→ Document text:
====

While the carbon tax debate rages on, one thing that is not debatable about the new plan is that much of the bill will be paid by small businesses.

Of the revenues collected, 90 per cent will be returned to residents through rebates, regardless of their individual emissions. The remaining 10 per cent of the revenues would be used to fund programs and additional relief measures for small businesses and other groups, such as universities, hospitals, schools, and municipalities.

Large emitters deemed to be in a ‘high competitive risk’ category by the government will have their emission rules eased so they are allowed to emit more CO2.

So, the federal government will unfairly hand disproportionate rebates to residents, while exempting some big emitters. Small businesses will be left holding the carbon tax bag, getting back only a small fraction of their tax bill, and are expected to pass down the costs to customers.

It is alarming that the federal government expects businesses to simply pass these significant cost increases on to customers. New research by the Canadian Federation of Independent Business (CFIB) debunks this important assumption.

According to these findings, roughly three–quarters of business owners from the four affected provinces said they would be able to pass along only 25 per cent or less of carbon tax costs to their customers. Manufacturers will be affected more than most: 80 per cent of them hit by this new carbon tax said they would be able to pass along only a quarter or less of these costs to their customers.

====

→ Data provided:
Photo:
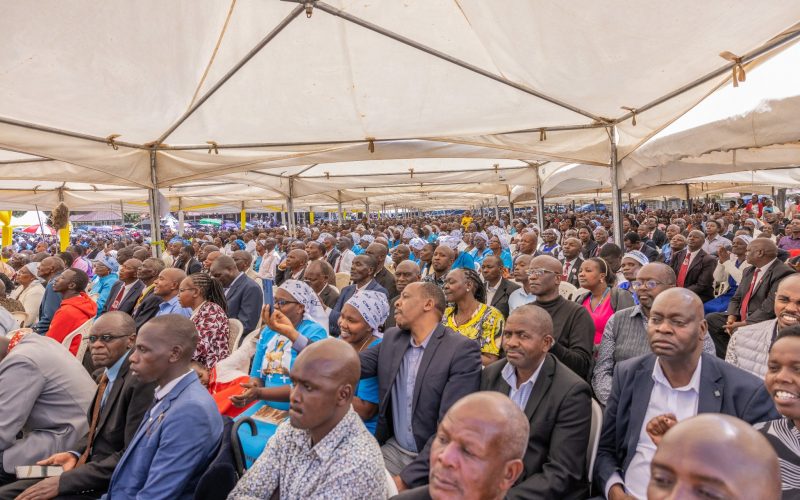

====

→ Apply what you read:
**A)** According to the carbon tax passage, which groups would be funded by the remaining 10 per cent of revenues? List all of them.
**B)** Decide whether each statement agrees with the carbon tax passage. Answer yes or no, and quote the words that decide it.
(i) Ninety per cent of the revenues collected will go back to residents through rebates, whatever their individual emissions.
(ii) Large emitters in the "high competitive risk" category will face stricter emission rules.
(iii) About half of business owners from the four affected provinces said they could pass along only 25 per cent or less of carbon tax costs.
Work from the carbon tax passage alone.

→ Answer list:
**A)** small businesses, universities, hospitals, schools, municipalities

**B)**
(i) Yes: "Of the revenues collected, 90 per cent will be returned to residents through rebates, regardless of their individual emissions."
(ii) No: "will have their emission rules eased so they are allowed to emit more CO2"
(iii) No: "roughly three–quarters of business owners from the four affected provinces said they would be able to pass along only 25 per cent or less of carbon tax costs to their customers"